[Region pointing data]
Start of Block
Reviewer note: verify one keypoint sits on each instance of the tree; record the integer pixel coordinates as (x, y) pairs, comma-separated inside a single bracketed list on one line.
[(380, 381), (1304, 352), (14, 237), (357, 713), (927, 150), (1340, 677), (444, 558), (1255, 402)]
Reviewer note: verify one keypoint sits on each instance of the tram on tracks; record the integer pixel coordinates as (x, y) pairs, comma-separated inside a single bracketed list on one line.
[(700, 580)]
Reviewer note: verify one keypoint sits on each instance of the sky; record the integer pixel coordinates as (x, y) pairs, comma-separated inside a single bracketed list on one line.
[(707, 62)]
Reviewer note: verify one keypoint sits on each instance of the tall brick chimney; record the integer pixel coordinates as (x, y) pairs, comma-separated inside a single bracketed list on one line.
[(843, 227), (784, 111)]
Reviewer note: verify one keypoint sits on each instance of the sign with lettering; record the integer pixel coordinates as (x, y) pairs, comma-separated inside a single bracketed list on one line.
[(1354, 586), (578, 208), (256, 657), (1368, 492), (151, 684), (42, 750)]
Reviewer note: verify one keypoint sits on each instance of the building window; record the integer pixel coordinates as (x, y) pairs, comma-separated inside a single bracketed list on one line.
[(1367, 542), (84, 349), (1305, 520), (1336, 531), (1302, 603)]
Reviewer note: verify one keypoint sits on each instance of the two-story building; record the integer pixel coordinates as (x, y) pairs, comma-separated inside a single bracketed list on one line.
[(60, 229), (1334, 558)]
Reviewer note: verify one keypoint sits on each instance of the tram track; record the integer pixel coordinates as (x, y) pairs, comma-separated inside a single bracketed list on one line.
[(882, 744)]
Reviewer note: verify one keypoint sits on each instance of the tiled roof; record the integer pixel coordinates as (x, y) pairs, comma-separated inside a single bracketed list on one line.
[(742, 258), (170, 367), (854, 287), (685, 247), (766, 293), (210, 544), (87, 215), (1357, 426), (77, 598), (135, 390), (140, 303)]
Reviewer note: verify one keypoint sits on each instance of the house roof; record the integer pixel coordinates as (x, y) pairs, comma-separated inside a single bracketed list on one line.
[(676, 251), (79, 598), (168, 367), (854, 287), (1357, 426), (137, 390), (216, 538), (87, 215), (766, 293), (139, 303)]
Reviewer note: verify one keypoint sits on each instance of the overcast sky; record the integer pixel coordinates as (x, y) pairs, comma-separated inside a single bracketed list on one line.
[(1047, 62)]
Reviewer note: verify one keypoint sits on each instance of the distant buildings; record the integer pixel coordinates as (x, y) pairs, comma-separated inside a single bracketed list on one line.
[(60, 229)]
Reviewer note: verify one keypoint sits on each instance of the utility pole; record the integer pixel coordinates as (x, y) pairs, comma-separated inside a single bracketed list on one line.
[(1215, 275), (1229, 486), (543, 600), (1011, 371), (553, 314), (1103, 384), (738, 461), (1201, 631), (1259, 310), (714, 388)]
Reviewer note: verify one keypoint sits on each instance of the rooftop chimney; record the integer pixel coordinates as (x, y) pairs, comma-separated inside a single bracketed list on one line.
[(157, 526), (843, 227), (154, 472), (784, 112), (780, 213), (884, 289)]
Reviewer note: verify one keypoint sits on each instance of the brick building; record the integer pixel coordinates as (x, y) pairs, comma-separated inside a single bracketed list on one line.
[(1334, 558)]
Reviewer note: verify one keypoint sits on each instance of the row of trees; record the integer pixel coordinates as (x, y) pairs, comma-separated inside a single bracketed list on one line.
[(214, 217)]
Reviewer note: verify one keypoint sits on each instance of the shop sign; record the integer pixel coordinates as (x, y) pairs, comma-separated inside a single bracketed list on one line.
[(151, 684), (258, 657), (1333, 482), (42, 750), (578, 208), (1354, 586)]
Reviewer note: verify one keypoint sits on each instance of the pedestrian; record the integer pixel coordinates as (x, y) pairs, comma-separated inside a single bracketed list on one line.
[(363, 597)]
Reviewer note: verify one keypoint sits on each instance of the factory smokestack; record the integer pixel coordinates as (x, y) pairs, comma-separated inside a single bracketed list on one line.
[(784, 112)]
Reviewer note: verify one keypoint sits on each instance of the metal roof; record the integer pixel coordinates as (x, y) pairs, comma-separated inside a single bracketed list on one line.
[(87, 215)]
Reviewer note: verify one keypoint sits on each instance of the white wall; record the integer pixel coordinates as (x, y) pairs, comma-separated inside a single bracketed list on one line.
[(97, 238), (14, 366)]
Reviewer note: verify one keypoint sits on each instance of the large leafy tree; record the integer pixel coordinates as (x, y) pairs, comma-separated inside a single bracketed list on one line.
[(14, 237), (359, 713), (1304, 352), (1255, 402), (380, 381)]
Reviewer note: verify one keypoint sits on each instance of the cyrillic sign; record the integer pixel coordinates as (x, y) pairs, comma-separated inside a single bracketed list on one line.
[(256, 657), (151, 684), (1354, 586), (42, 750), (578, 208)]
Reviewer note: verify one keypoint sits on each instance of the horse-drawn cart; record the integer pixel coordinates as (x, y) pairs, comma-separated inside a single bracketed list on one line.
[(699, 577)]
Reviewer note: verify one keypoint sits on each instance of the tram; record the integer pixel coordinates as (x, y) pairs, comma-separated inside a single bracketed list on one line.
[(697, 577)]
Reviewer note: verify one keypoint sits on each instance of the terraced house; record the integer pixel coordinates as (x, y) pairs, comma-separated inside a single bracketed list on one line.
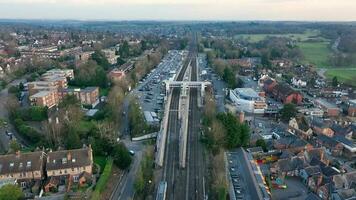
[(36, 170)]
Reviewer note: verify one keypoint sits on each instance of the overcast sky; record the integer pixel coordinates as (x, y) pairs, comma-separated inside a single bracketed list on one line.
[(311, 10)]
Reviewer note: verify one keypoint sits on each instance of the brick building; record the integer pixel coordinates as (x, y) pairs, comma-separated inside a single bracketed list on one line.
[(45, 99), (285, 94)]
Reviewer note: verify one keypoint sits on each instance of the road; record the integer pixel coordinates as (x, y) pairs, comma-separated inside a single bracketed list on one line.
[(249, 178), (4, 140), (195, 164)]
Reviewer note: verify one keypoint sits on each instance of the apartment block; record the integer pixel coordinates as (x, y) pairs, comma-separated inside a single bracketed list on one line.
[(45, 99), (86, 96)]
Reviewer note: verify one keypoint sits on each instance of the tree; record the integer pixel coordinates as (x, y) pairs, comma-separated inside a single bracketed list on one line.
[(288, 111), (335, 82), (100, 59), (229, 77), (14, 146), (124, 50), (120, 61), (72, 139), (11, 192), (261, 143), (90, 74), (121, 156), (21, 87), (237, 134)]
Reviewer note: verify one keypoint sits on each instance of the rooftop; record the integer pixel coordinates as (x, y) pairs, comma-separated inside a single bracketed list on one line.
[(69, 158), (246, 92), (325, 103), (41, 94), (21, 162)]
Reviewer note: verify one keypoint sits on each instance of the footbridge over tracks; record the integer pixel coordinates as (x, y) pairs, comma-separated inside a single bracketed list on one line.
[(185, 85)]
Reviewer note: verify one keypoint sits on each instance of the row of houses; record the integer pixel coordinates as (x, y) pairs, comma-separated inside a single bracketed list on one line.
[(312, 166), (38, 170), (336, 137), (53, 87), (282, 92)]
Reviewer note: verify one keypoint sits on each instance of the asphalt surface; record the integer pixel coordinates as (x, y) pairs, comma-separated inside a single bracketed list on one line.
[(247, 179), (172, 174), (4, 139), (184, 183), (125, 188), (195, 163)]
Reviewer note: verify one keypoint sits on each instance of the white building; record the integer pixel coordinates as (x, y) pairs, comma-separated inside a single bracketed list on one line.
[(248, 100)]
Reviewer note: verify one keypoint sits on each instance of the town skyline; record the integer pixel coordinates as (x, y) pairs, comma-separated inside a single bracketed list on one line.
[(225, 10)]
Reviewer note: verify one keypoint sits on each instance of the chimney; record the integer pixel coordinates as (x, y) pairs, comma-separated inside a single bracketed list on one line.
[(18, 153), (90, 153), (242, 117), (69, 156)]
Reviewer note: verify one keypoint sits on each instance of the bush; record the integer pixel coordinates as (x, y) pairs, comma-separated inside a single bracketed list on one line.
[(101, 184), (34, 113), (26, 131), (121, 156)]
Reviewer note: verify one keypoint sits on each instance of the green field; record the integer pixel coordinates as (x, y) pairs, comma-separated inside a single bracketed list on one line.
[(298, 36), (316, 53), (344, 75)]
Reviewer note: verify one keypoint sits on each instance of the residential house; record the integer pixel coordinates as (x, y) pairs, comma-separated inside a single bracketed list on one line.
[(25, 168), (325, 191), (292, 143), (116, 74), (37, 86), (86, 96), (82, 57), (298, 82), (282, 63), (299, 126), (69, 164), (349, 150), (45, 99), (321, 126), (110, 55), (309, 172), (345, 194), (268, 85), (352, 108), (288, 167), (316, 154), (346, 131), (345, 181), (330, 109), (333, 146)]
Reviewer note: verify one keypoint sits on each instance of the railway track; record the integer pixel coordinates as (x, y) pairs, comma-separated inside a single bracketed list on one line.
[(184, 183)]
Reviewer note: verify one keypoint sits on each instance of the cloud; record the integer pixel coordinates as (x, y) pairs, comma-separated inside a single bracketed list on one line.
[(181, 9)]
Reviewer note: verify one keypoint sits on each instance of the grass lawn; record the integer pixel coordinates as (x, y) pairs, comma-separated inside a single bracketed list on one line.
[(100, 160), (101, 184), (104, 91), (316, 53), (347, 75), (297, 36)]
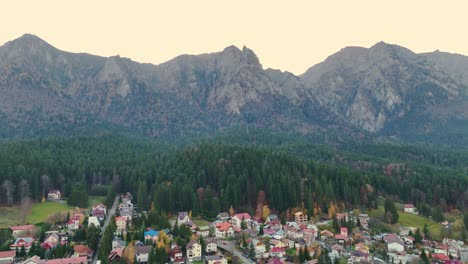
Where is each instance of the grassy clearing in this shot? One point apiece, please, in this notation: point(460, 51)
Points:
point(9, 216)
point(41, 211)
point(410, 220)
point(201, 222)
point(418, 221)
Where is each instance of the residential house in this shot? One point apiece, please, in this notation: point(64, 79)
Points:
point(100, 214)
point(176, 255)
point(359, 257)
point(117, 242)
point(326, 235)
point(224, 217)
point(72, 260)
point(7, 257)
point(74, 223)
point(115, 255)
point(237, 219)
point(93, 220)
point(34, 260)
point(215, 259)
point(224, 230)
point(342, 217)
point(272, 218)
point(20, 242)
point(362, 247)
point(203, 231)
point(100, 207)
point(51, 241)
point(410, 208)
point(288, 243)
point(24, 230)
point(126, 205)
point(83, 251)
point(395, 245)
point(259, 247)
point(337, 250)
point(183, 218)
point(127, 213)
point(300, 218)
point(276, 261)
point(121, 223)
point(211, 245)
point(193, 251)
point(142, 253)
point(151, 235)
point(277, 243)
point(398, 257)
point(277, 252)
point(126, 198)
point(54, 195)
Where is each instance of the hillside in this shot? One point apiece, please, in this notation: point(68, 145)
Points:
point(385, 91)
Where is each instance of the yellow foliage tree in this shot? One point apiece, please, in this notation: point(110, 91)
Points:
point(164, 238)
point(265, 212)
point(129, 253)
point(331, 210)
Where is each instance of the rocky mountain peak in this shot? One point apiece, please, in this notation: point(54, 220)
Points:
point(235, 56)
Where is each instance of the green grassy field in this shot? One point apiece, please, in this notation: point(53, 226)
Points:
End of Block
Start of Block
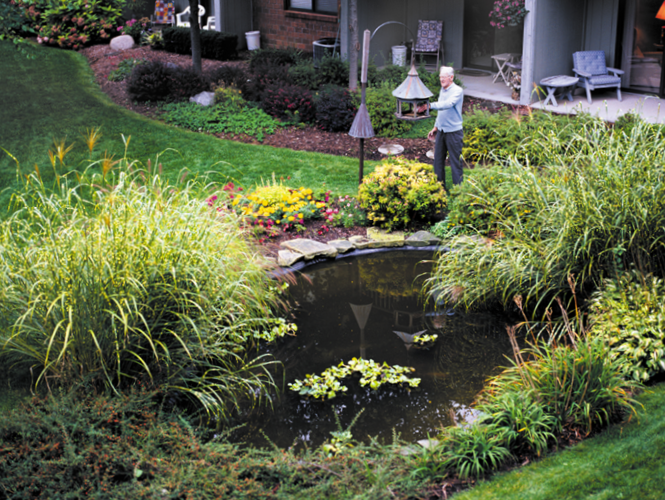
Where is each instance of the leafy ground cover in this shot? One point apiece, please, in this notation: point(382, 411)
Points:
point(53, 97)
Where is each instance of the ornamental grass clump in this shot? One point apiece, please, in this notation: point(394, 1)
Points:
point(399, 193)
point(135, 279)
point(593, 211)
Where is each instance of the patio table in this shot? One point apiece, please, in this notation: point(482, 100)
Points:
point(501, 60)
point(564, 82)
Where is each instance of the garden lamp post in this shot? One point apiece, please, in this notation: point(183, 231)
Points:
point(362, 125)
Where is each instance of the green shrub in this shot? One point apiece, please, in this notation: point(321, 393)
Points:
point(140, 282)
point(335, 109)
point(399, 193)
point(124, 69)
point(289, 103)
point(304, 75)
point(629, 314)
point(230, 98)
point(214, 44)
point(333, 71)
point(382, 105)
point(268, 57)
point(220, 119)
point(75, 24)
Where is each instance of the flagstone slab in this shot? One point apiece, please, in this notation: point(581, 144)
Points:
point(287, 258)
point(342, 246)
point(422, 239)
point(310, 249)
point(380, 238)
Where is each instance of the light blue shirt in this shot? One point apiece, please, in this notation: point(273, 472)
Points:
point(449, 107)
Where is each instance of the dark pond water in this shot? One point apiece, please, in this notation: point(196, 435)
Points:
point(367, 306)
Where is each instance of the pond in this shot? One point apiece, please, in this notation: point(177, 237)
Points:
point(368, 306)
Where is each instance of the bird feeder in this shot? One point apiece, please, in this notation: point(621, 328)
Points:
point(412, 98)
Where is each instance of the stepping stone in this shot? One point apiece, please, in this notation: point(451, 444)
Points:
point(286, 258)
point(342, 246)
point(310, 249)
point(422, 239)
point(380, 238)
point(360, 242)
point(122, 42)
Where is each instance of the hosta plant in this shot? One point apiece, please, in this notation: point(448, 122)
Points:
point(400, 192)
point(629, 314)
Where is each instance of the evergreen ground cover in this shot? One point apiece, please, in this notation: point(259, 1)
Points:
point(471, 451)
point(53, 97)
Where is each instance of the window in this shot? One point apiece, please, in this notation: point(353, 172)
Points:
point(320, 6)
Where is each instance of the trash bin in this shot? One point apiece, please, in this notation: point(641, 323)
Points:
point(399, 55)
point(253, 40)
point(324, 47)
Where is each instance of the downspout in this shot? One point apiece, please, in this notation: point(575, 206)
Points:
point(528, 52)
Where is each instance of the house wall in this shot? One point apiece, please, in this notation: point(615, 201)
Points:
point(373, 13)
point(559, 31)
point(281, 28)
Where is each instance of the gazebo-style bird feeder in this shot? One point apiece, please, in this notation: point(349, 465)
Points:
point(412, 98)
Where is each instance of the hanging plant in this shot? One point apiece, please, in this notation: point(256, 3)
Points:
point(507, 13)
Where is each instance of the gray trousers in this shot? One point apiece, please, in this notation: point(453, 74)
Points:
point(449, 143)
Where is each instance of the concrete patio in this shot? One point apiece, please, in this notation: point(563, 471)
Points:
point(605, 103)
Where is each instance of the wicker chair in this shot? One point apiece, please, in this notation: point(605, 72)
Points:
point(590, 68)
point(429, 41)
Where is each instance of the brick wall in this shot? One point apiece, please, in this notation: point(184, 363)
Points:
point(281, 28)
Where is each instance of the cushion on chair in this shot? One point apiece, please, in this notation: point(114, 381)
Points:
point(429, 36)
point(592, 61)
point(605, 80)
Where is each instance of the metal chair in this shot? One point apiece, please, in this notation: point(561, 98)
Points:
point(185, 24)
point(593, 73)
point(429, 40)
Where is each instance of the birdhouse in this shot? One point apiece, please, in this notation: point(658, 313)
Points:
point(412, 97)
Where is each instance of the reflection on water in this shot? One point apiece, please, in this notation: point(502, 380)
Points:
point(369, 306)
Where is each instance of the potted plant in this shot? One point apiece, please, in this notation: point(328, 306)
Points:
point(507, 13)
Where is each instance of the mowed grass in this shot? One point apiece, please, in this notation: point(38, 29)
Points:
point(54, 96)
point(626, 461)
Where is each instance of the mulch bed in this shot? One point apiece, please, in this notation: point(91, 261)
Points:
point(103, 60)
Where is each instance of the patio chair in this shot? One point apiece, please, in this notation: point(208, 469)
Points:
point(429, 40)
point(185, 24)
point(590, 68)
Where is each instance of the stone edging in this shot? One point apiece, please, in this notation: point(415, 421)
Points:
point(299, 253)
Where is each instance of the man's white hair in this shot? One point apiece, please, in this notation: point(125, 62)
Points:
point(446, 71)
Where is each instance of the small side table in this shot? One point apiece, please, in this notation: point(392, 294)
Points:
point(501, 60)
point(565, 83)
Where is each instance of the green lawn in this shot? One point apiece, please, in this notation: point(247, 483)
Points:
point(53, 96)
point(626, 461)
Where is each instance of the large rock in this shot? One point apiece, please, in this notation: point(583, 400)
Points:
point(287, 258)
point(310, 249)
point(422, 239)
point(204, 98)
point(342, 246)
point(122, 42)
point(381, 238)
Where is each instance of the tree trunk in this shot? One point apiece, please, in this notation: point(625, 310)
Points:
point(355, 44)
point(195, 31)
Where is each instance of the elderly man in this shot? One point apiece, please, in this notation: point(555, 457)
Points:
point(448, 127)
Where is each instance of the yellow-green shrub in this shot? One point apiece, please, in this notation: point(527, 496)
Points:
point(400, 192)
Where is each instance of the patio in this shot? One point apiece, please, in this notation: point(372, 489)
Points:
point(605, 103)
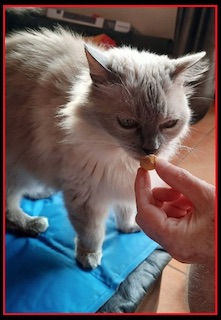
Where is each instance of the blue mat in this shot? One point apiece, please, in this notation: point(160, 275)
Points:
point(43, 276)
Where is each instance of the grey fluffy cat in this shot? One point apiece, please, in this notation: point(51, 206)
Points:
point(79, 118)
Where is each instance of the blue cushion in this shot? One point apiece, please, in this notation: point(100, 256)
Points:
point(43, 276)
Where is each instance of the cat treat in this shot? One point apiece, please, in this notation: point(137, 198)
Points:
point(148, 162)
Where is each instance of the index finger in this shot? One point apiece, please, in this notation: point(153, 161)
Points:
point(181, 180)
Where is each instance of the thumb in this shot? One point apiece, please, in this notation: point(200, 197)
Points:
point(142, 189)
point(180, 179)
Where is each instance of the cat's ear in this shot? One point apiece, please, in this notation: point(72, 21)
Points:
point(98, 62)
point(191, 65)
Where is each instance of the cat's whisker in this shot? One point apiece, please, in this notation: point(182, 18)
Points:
End of Block
• **What needs to be done**
From the records above, pull every line that carries the word "plant".

• **Task response**
Where is each instance of the hosta plant in this shot? One point apiece, please, in this notation: point(448, 122)
Where is each instance of the hanging plant in this shot? One point apiece, please, in this notation: point(256, 3)
Where is each instance of the potted plant in this shot? One point apiece, please, in this notation: point(328, 306)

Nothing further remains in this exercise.